▸ Task input
——
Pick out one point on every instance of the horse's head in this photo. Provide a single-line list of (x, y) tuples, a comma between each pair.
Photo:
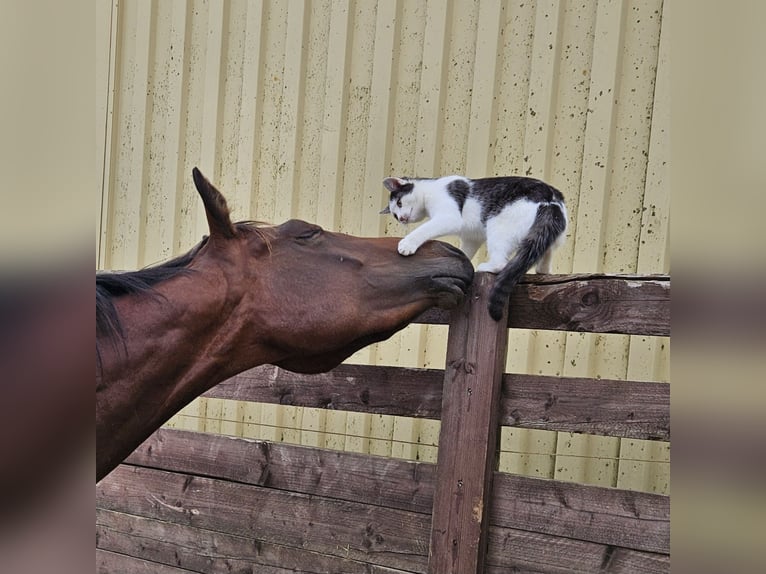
[(314, 297)]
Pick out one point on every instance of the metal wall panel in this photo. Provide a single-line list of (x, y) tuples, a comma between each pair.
[(300, 109)]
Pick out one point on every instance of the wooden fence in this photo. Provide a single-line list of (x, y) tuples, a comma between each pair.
[(195, 502)]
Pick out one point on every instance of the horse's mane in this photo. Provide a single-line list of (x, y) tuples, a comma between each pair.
[(110, 286)]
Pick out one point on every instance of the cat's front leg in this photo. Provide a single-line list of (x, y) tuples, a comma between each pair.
[(409, 245), (431, 229)]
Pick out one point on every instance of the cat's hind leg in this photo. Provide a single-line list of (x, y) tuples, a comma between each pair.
[(503, 238), (544, 265), (470, 246)]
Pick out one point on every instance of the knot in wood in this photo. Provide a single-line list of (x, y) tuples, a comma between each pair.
[(590, 298), (463, 365)]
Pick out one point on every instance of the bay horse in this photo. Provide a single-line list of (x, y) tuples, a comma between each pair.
[(292, 295)]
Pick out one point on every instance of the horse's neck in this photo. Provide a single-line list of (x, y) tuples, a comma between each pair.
[(170, 354)]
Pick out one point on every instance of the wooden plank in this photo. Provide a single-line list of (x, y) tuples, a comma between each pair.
[(607, 516), (595, 304), (180, 546), (363, 388), (625, 409), (603, 407), (468, 438), (534, 553), (111, 562), (393, 483), (388, 537), (626, 304)]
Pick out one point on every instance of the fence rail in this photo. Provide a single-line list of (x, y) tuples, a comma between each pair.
[(188, 501)]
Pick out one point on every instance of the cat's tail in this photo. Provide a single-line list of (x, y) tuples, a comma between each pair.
[(550, 222)]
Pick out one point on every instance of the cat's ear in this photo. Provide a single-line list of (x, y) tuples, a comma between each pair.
[(393, 183)]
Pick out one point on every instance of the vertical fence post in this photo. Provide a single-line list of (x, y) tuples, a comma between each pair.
[(468, 438)]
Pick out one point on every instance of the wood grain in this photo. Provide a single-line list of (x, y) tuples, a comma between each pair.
[(468, 438), (625, 409), (605, 407), (210, 552), (609, 516), (513, 550), (362, 388), (380, 481), (383, 536), (592, 303)]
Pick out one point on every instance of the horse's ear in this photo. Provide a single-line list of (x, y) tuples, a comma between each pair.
[(392, 183), (216, 209)]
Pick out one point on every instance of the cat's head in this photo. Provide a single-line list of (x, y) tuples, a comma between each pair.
[(405, 206)]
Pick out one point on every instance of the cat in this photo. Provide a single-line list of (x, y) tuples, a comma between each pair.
[(516, 216)]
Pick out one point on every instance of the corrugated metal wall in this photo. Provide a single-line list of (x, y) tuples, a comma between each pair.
[(300, 109)]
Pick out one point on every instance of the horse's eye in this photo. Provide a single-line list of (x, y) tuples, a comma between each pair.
[(310, 234)]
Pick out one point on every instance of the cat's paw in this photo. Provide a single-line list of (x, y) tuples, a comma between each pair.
[(489, 267), (407, 246)]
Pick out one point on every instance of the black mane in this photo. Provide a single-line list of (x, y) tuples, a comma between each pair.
[(113, 285)]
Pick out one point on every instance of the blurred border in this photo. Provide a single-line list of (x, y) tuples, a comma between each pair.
[(48, 202), (718, 177)]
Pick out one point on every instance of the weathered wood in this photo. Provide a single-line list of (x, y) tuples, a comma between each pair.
[(111, 562), (608, 516), (604, 515), (363, 388), (625, 409), (631, 305), (468, 438), (381, 481), (534, 553), (384, 536), (213, 552), (603, 407)]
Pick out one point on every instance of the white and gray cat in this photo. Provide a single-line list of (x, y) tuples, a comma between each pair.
[(521, 219)]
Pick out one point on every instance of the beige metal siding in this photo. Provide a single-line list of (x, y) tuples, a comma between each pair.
[(300, 109)]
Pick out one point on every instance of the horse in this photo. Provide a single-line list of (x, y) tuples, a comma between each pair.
[(292, 295)]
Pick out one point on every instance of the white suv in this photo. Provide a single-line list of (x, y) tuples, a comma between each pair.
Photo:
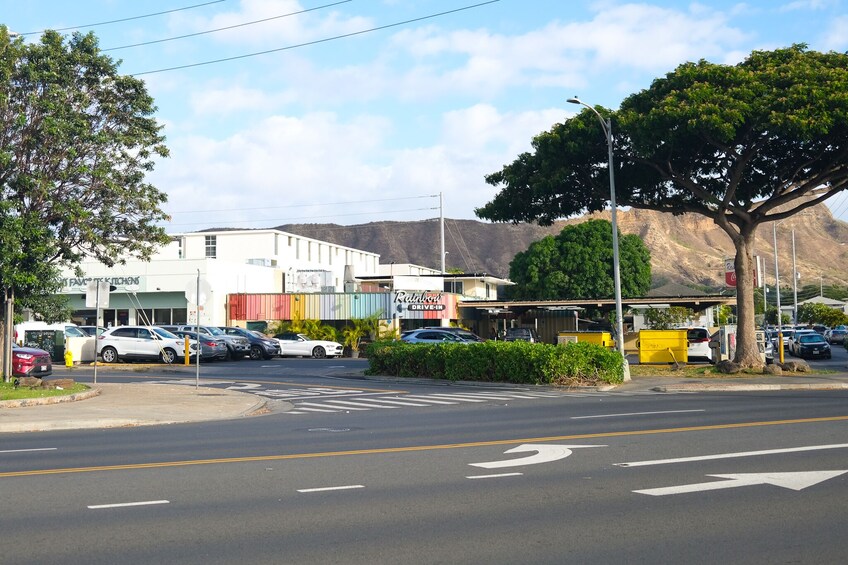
[(141, 342)]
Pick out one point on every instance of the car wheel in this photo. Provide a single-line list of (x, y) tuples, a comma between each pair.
[(168, 356), (109, 355)]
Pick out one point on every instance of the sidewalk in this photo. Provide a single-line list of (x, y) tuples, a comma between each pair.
[(144, 404), (136, 404)]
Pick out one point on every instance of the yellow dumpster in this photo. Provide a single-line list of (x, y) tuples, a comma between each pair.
[(599, 338), (663, 346)]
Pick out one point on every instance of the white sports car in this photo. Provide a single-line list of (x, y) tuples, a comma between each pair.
[(292, 344)]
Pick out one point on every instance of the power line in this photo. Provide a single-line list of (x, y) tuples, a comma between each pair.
[(290, 220), (317, 41), (130, 18), (303, 205), (226, 28)]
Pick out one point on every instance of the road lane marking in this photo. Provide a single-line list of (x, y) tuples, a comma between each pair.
[(127, 504), (416, 448), (634, 414), (324, 489), (732, 455), (494, 476), (545, 453), (794, 481)]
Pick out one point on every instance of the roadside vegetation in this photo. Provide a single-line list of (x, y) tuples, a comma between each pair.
[(573, 364), (9, 392)]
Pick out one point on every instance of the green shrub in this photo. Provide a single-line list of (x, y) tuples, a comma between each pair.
[(497, 361)]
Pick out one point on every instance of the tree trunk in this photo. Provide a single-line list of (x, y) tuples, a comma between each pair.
[(747, 352)]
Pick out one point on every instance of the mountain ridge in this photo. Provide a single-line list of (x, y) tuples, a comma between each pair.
[(685, 249)]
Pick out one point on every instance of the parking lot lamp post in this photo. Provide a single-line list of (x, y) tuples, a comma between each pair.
[(777, 292), (606, 125)]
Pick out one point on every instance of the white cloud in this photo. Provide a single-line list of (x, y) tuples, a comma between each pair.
[(286, 23), (836, 35)]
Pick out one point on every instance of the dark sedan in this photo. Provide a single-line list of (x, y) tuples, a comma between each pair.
[(30, 362), (812, 346)]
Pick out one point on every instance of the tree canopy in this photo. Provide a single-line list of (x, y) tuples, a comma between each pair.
[(741, 144), (76, 141), (578, 262)]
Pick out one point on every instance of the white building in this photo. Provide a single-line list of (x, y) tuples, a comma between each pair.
[(226, 262)]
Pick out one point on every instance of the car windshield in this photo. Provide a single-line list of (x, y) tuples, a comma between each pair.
[(814, 338), (164, 333)]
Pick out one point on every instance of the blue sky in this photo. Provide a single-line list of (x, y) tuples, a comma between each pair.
[(371, 126)]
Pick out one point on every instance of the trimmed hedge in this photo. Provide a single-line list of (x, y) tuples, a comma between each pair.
[(498, 361)]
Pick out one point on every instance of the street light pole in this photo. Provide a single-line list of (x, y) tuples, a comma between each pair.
[(777, 292), (616, 272), (794, 282)]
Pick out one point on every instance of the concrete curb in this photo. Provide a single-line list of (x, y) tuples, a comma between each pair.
[(23, 402), (747, 387)]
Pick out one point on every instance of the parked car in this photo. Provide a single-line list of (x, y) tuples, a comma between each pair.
[(211, 348), (432, 336), (295, 344), (261, 346), (835, 335), (461, 332), (698, 343), (237, 346), (792, 344), (141, 342), (30, 362), (811, 346), (521, 334)]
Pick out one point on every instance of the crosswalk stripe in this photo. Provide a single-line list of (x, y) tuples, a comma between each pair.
[(401, 403), (328, 405), (428, 399), (366, 403)]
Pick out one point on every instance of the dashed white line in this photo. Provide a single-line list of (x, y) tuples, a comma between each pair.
[(324, 489), (126, 504), (494, 476)]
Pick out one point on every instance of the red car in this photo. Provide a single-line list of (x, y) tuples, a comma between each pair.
[(30, 362)]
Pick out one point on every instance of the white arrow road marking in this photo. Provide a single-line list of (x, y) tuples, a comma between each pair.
[(794, 481), (545, 454), (732, 455)]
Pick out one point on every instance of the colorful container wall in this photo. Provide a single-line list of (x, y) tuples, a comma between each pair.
[(337, 306)]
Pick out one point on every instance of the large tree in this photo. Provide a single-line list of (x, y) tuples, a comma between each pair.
[(577, 263), (740, 144), (76, 141)]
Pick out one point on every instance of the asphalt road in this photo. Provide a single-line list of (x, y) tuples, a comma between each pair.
[(557, 478)]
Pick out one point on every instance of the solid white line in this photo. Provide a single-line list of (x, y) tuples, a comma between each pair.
[(323, 489), (494, 476), (634, 414), (732, 455), (125, 504)]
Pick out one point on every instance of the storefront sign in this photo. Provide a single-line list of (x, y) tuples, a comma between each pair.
[(79, 284)]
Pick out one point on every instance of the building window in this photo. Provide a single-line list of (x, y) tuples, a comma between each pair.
[(211, 246)]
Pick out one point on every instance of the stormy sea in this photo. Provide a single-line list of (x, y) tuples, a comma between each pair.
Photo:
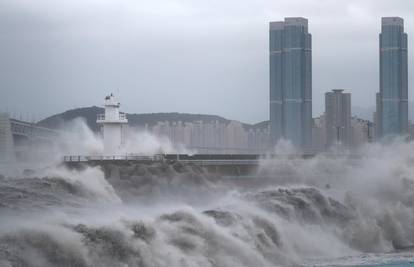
[(330, 210)]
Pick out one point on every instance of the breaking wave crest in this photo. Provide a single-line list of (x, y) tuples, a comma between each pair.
[(290, 213)]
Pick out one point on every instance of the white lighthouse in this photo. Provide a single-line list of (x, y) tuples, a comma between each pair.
[(114, 124)]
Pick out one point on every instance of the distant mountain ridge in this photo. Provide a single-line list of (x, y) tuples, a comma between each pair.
[(135, 120)]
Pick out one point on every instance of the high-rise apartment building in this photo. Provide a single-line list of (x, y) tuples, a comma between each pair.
[(290, 46), (338, 117), (392, 101)]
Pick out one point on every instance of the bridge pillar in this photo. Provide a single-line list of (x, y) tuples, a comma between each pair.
[(7, 153)]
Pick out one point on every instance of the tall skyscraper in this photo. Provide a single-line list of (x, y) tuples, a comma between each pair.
[(392, 101), (338, 117), (290, 47)]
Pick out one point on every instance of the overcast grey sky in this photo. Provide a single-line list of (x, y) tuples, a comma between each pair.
[(193, 56)]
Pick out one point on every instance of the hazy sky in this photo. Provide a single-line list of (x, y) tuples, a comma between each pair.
[(193, 56)]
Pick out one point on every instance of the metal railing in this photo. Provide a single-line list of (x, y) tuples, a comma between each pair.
[(80, 158), (101, 117)]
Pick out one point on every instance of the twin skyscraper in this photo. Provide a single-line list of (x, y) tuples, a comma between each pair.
[(290, 47)]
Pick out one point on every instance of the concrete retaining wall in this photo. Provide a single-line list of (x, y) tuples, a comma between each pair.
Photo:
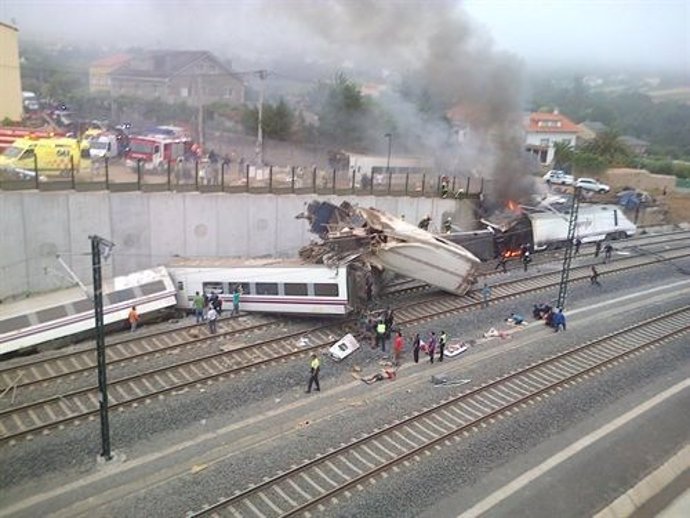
[(148, 229)]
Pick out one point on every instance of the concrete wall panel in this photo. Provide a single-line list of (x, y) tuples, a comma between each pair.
[(47, 234), (262, 224), (89, 214), (291, 233), (233, 230), (13, 258), (148, 229), (131, 232), (200, 225), (167, 221)]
——
▸ The task
Starting at the line that contains "Pick out one point on every instance of the twin", extract each line through the last line of the material exactly as written, and include no pictures.

▸ Reply to the task
Pick out one point on every instance of the twin skyscraper in this photo. Provide a single-line list of (x, y) tuples, a comma between each pair.
[(290, 47)]
Pick out one point on every instance of the concrete retaining wall in this photo. Provide a single-line list of (x, y) tuples, a comma between each pair.
Photo:
[(148, 229)]
Pick out one point on every instance of the concrete wall panel in this photo. Provide a single-line list of (x, y) tuples, a comma between each pair.
[(47, 234), (262, 224), (89, 214), (291, 233), (233, 230), (13, 258), (148, 229), (131, 232), (200, 225), (167, 221)]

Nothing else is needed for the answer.